Entries provided =>
##############################

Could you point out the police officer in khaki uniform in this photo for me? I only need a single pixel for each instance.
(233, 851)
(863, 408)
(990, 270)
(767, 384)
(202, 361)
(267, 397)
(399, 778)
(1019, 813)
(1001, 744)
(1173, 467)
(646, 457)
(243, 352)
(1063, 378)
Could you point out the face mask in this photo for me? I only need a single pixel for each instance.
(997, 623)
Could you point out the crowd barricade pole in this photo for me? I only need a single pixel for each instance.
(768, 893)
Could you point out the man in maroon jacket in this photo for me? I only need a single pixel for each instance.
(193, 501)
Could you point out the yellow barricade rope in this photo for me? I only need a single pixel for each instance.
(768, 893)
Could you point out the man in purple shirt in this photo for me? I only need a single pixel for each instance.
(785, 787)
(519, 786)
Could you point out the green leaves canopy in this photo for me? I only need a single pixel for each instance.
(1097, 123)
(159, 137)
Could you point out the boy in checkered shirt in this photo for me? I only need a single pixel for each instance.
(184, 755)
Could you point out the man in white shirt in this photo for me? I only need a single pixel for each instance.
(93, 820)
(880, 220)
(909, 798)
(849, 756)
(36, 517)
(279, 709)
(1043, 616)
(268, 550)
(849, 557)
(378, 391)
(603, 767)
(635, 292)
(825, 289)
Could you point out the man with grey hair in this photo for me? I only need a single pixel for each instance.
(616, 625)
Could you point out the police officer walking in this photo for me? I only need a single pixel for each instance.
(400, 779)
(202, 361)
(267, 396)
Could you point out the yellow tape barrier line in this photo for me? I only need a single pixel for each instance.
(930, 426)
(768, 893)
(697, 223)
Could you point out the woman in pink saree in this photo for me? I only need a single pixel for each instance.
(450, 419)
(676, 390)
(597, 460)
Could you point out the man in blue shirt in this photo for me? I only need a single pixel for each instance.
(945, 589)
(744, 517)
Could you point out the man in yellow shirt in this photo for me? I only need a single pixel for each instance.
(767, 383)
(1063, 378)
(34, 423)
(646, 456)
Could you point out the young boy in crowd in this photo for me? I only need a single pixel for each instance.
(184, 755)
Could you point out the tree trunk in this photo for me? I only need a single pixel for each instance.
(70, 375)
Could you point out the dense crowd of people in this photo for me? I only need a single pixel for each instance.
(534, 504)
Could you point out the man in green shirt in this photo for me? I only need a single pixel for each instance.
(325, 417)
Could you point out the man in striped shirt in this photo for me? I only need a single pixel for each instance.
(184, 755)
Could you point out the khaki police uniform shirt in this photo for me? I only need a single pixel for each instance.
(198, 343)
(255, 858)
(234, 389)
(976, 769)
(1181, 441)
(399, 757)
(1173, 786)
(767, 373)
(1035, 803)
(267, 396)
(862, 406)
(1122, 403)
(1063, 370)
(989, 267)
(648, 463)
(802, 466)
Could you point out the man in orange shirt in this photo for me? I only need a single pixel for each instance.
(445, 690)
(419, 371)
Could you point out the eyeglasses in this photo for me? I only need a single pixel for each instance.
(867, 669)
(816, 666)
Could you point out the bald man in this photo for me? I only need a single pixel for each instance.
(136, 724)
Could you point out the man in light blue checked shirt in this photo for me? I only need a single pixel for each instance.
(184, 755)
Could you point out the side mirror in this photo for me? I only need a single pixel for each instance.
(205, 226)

##############################

Work required => Reproduce the material exactly, and keep every line as it is.

Output for this task =>
Could you point out the police officer in khaki uniform in this photo for me? I only need a single pixel for each instance.
(233, 851)
(863, 408)
(990, 270)
(767, 384)
(202, 361)
(267, 397)
(399, 778)
(1019, 813)
(1001, 744)
(1173, 467)
(646, 457)
(243, 352)
(1063, 378)
Could you point out the face mask in this photo for me? I only need a single pixel for each instance.
(997, 623)
Could you point out the crowd barricade pole in this photo for me? I only need a single pixel for each instance.
(768, 893)
Could you point out the man in maroon jacket in this photo for me? I only need a single pixel for each instance.
(193, 501)
Could you point out the yellow barricade rope in this photo for me? I only need a single pixel for each instance.
(768, 893)
Could you point out the man in purple shirt in this photo for me? I only need a single pixel for each instance.
(785, 787)
(519, 786)
Could you point out the green leaves canopy in this photo for me? I only need a single pixel for each instance.
(1097, 123)
(159, 137)
Could you point out the boy in checkered shirt in this photo for me? I only need a single pixel for each instance.
(184, 755)
Could you point out the man in white shirt in this photo for me? I only need a single pixel for each instance.
(93, 820)
(880, 220)
(909, 798)
(849, 756)
(36, 517)
(279, 709)
(1043, 616)
(268, 550)
(849, 557)
(378, 391)
(603, 767)
(635, 292)
(825, 289)
Could you point out the man with grey hair in this photo for me? I only need a single pixel for each instance.
(616, 625)
Could you point out the police officer walking in this photo for me? I only need a single pixel for each instance.
(400, 779)
(202, 361)
(267, 396)
Could you point out the yellow tape barrier line in this photo for me? I only need a single pixel for each instance.
(930, 426)
(768, 893)
(697, 223)
Could you point out the woman in pink saree in this photo for me? I only need a single pixel for each instance.
(450, 419)
(676, 390)
(597, 460)
Could you point out the man in blue shirt in this photo for me? I only need a single pixel for each instance.
(945, 589)
(744, 517)
Could you point out the man in yellow shirt in this photo for me? I only need a single pixel for each instance.
(767, 383)
(1063, 378)
(34, 423)
(646, 456)
Could you point out the young boy in crowd in this photo for me? I only need a single pixel for each instance.
(184, 755)
Could you point out the tree trunk in this photo for me? I only need a single pixel for each instance.
(70, 375)
Could you point out the dense crowd of people in this photo for me? I only need a single pixel for each instance.
(534, 504)
Could you point out the man in green shirt in this photo for me? I only need a single pixel for each instance.
(325, 417)
Could you point out the man in striped shirt in this photo for me? I only need a single pixel for each instance.
(184, 755)
Could you point out the khaki police uniform shirt in this photo for me? I only need a single pixel for each instance.
(198, 343)
(255, 858)
(234, 389)
(976, 769)
(1181, 441)
(399, 757)
(1173, 786)
(767, 373)
(1035, 803)
(267, 396)
(862, 406)
(1122, 403)
(1063, 370)
(989, 267)
(648, 463)
(802, 466)
Could you point out the man in orange shirt in this photo for me? I only need a single pixel for each instance.
(445, 690)
(419, 371)
Could you point out the eyeglasses in this photo for me? I only need a single pixel for each instance.
(867, 669)
(816, 666)
Could you point out the bald man in this photo for me? I only need a single pixel for each instance.
(136, 724)
Could you point out the man in light blue checked shirt in this photo for me? I only need a single pixel for each instance.
(184, 755)
Could you point out the side mirror in this photo for me? I only need a single pixel for each instance.
(205, 226)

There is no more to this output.